### Task material
###
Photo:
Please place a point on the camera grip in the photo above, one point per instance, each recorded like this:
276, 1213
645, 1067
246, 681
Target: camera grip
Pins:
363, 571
###
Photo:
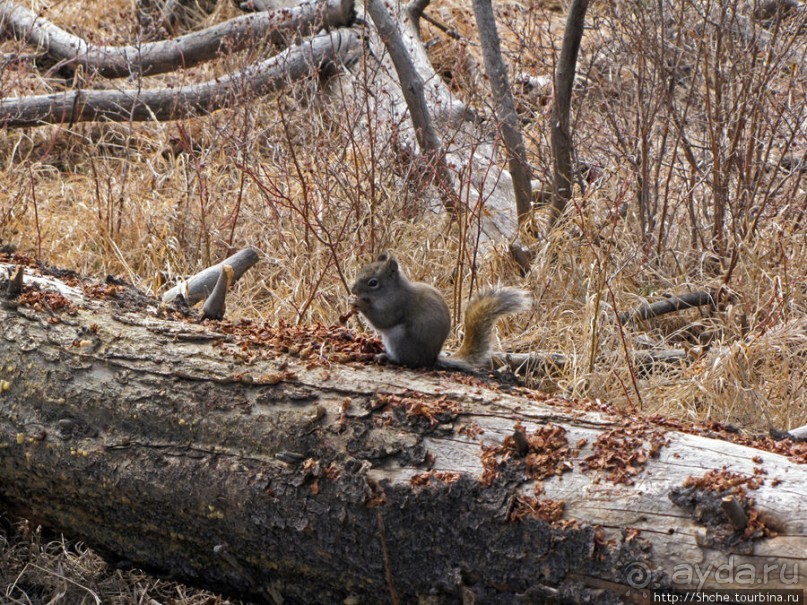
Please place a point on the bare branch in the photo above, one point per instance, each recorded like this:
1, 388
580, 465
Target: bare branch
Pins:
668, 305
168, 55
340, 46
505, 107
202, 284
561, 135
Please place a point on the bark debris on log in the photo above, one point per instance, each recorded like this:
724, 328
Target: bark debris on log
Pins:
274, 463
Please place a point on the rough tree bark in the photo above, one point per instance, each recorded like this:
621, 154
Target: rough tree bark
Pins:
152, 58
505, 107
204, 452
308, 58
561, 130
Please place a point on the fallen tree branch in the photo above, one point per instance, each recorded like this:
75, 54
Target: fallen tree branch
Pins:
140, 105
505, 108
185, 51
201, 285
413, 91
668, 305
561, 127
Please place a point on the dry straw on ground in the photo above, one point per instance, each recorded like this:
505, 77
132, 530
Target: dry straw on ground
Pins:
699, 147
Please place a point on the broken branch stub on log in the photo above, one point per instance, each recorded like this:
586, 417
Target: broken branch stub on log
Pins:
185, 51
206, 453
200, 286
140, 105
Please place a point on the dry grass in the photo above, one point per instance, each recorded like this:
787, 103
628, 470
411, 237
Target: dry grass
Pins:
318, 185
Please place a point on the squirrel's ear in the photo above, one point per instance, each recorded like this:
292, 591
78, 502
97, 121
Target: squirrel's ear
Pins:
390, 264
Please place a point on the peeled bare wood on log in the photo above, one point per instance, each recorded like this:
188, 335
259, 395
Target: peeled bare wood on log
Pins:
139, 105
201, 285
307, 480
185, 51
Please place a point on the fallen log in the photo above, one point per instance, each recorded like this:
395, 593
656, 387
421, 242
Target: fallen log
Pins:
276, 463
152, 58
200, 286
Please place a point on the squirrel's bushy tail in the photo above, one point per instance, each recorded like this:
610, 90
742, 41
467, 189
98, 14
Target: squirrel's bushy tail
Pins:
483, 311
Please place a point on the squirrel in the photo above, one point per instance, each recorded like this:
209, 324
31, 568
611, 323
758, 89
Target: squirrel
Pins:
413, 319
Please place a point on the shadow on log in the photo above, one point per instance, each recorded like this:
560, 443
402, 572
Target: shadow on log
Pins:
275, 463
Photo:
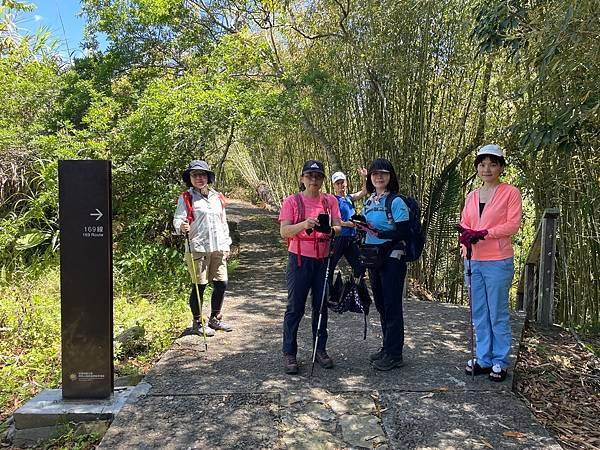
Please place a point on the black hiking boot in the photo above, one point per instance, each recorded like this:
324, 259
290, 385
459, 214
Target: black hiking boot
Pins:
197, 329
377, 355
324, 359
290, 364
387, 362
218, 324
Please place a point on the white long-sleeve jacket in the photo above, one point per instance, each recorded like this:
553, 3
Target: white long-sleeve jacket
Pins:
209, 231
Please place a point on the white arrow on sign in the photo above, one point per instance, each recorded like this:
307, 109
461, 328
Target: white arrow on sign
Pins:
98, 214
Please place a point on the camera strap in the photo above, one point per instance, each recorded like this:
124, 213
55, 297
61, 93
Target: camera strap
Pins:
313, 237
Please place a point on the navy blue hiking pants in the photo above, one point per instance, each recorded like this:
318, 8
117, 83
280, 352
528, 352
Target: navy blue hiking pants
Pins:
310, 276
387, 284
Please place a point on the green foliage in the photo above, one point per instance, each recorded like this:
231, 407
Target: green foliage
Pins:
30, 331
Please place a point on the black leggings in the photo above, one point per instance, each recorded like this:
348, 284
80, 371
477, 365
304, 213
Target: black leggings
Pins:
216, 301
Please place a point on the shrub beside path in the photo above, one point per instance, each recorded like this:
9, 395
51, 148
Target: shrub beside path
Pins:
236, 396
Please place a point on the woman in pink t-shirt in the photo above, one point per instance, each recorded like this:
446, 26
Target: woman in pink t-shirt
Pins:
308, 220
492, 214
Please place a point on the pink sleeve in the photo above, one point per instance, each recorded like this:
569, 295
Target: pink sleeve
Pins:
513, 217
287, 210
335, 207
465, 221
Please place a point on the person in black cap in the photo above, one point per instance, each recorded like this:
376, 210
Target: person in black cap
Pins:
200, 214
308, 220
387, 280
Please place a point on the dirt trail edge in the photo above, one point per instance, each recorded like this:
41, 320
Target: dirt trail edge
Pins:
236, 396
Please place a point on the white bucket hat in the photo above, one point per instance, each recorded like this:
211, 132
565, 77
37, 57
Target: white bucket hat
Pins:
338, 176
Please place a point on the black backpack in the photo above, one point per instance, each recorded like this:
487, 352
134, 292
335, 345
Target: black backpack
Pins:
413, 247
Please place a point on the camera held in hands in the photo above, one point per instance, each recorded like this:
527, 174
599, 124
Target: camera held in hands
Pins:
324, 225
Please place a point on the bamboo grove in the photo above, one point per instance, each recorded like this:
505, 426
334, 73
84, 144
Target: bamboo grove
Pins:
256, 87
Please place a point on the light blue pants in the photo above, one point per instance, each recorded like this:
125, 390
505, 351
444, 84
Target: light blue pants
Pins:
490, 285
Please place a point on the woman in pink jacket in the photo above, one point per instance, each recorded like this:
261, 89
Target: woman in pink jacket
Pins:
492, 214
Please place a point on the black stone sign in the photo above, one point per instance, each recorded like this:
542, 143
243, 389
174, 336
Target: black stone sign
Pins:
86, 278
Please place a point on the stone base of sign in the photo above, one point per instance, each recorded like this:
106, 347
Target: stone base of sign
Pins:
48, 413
###
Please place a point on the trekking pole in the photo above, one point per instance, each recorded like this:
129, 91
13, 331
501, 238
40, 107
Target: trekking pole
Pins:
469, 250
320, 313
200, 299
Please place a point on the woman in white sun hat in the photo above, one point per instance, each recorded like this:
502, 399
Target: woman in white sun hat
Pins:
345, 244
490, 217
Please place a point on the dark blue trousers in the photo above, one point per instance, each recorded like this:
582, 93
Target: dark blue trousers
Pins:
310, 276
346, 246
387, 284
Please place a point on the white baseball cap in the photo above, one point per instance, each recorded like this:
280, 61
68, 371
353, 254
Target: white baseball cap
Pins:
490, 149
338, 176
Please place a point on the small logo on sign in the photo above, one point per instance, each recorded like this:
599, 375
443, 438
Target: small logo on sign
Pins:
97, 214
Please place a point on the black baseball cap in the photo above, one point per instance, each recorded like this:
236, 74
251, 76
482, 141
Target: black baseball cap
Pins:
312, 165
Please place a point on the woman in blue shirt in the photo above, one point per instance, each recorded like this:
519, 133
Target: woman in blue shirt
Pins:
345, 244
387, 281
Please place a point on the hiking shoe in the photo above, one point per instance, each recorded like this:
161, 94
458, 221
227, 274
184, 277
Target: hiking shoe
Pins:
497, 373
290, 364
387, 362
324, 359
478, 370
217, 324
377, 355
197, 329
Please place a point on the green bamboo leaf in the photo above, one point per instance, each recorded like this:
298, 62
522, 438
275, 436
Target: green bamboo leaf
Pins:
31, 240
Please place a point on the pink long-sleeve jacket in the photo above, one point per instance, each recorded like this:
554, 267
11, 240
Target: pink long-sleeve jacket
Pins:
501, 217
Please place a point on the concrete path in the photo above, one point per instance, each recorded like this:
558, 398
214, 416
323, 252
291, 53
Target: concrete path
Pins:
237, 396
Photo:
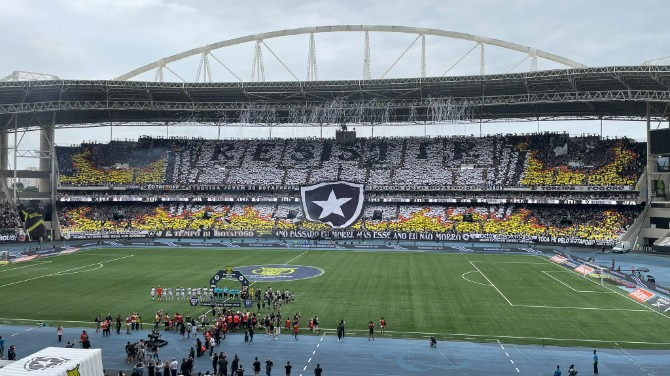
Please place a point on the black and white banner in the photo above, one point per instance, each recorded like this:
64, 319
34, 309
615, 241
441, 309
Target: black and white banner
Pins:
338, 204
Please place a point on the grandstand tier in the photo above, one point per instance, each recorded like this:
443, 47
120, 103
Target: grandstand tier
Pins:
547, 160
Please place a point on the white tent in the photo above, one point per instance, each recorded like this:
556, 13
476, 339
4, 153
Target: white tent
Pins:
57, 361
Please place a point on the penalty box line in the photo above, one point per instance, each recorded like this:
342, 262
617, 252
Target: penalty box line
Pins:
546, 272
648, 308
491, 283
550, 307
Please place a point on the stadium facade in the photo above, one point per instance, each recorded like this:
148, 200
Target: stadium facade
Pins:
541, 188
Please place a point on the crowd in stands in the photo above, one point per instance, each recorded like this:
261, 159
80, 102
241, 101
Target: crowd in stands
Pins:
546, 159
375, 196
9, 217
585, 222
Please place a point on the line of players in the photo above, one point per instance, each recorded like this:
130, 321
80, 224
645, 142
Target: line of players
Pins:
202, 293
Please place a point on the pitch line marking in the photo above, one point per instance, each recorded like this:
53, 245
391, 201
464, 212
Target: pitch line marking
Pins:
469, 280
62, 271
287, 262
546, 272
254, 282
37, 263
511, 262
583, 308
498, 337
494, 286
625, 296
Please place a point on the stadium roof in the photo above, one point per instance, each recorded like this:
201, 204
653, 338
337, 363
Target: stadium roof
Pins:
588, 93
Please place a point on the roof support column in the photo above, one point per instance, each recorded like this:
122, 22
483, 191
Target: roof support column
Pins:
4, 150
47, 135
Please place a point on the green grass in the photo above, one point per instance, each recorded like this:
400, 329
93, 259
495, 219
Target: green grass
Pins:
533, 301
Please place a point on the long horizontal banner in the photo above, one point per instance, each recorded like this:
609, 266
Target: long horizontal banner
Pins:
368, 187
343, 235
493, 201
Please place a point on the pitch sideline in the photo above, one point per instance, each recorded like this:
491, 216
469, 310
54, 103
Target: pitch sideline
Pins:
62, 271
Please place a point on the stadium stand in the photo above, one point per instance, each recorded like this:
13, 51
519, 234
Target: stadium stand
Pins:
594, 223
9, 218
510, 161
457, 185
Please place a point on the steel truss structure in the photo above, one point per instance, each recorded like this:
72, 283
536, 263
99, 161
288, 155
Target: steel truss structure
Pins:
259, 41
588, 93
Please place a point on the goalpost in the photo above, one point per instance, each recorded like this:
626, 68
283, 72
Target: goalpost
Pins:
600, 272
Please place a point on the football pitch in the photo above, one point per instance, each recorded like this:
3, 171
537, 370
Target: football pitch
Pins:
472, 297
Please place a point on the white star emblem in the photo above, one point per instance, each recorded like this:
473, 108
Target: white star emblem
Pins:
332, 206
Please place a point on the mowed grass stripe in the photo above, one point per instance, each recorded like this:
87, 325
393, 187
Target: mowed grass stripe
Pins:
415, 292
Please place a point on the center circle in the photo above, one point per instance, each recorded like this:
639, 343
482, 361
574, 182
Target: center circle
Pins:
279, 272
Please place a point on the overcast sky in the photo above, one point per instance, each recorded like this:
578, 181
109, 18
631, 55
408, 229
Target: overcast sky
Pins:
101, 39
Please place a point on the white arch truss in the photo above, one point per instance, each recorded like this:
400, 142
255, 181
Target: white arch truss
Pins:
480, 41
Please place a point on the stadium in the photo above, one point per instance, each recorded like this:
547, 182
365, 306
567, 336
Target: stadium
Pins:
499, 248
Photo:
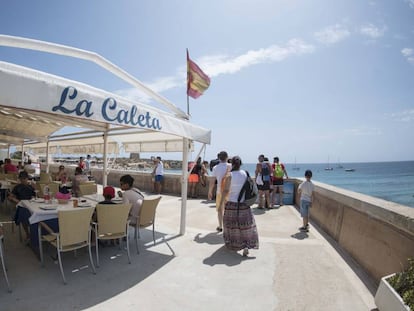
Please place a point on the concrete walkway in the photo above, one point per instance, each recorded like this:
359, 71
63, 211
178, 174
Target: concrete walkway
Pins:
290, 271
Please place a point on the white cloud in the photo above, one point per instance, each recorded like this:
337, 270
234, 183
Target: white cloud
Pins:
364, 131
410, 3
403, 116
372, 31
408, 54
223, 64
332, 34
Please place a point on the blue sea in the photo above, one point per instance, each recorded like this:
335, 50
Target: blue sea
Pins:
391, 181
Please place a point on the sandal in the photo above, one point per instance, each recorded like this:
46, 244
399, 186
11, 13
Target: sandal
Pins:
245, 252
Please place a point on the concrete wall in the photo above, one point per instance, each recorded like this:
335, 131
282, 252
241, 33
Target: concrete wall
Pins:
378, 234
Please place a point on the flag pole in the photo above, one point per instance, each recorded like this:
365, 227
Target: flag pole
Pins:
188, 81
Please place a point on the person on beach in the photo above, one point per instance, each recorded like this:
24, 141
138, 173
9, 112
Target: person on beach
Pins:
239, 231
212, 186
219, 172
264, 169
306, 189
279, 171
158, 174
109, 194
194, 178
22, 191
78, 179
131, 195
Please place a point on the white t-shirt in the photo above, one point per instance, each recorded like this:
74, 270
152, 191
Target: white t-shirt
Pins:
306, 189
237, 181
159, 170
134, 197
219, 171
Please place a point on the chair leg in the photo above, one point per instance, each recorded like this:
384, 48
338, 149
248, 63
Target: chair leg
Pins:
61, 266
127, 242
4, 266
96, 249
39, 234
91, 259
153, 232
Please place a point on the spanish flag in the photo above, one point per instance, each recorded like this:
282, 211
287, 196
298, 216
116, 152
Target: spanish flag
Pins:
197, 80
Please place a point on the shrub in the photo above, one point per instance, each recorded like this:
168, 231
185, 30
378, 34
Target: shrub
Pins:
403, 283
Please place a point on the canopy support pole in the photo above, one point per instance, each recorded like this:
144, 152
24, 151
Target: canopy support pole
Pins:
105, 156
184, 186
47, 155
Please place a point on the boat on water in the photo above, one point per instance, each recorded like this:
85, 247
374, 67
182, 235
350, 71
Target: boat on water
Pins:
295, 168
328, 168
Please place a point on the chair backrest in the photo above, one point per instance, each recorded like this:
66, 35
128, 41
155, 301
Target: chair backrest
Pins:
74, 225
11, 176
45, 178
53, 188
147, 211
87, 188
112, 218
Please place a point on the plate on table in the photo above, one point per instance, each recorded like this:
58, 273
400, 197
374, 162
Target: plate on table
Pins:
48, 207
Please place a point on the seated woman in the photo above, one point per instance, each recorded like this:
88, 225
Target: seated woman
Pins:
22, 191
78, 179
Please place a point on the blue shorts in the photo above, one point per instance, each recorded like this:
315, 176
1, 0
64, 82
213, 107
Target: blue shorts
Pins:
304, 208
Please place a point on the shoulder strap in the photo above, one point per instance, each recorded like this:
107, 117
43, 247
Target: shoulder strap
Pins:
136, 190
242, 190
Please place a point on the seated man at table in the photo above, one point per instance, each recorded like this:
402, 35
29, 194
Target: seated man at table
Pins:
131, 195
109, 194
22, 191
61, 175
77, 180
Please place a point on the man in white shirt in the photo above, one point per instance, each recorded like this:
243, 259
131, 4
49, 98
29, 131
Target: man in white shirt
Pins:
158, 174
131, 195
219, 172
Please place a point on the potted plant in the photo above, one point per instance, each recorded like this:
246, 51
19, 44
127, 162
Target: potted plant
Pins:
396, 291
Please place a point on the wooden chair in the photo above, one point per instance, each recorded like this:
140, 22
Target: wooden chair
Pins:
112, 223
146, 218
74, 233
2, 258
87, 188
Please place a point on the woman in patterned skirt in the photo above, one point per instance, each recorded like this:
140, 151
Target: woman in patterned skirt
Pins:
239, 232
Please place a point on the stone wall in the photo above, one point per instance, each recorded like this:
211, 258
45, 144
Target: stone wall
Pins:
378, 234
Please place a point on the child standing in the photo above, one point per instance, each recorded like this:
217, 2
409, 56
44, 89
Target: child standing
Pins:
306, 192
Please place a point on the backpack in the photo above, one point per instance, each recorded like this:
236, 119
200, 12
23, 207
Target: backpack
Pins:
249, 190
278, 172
###
### The exercise
Locate each line in the rows above that contains the string "spanish", matching uppercase and lowercase exactly, and copy every such line.

### Completed task
Please place a point on the spanish flag in the photo above, one point per instance, each recorded like this:
Target: spanish flag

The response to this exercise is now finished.